### QUOTED PASSAGE
◆ ◆ ◆ ◆ ◆

What’s new in ElasticUtils

Version 0.11: In development -============================

Note

This version supports Elasticsearch 1.0 and later. It does not support versions earlier than 1.0.

This supports elasticsearch-py >= 1.0.

API-breaking changes:

Changes:

Version 0.10.2: October 10th, 2014

Note

This has been tested with Elasticsearch 0.90 up through 1.3.4. We don’t support versions of earlier than 0.90.

This supports elasticsearch-py >= 1.0.

This is a bridging release to help people migrate from Elasticsearch <= 0.90 to Elasticsearch >= 1.0.

The next version of ElasticUtils will not support versions of Elasticsearch < 1.0.

Changes:

  • Fixed monkeypatch to work with all bulk op_types (e.g. insert, create, update and delete)

Version 0.10.1: September 22nd, 2014

Note

This supports Elasticsearch 0.90, 1.0, 1.1 and 1.2. It doesn’t support versions earlier than 0.90 or later than 1.2.

This supports elasticsearch-py >= 1.0.

This is a bridging release to help people migrate from Elasticsearch <= 0.90 to Elasticsearch >= 1.0.

The next version of ElasticUtils will not support versions of Elasticsearch < 1.0.

API-breaking changes:

  • requires elasticsearch-py >= 1.0

Changes:

  • Add distance filter
  • Fix tests to work with Elasticsearch 1.2
  • Invert monkeypatch for bulk indexing
  • Fix infinite recursion when pickling MappingType instances
  • Invert monkeypatch–ElasticUtils now requires elasticsearch-py >= 1.0

Version 0.10: August 19th, 2014

Note

This version supports Elasticsearch 0.90, 1.0 and 1.1. It does not support versions earlier than 0.90 or later than 1.1.

ElasticUtils 0.10 does not work with elasticsearch-py > 0.4.5.

This is a bridging release to help people migrate from Elasticsearch <= 0.90 to Elasticsearch >= 1.0.

The next version of ElasticUtils will not support versions of Elasticsearch < 1.0.

API-breaking changes:

  • big ``.values_list()`` and ``.values_dict()`` changes

    .values_list() and .values_dict() will now always specify the Elasticsearch fields property.

    If you call these two functions with no arguments (i.e. you specify no fields), they will send fields=* to Elasticsearch. It will send any fields marked as stored in the document mapping. If you have no fields marked as stored, then it will return the id and type of the result.

    If you call these two functions with arguments (i.e. you specify fields), then it’ll return those fields—same as before.

    However, they now return all values as lists. For example:

    >>> S().values_list()
    [([100], ['bob'], [40]), ...]
    
    >>> S().values_list('id')
    [([100],), ([101],), ...]
    
    >>> S().values_dict()

◆ ◆ ◆ ◆ ◆

### PROVIDED DATA

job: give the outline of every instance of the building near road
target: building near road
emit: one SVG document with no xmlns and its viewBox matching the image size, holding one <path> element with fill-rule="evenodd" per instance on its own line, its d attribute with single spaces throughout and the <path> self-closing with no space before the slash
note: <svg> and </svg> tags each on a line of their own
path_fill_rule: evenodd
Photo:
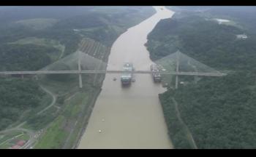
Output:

◆ ◆ ◆ ◆ ◆

### TASK DESCRIPTION
Write out the ElasticUtils release notes word for word, from "Version 0.11: In" up to and including "earlier than 1.0.".

### TASK RESULT
Version 0.11: In development -============================

Note

This version supports Elasticsearch 1.0 and later. It does not support versions earlier than 1.0.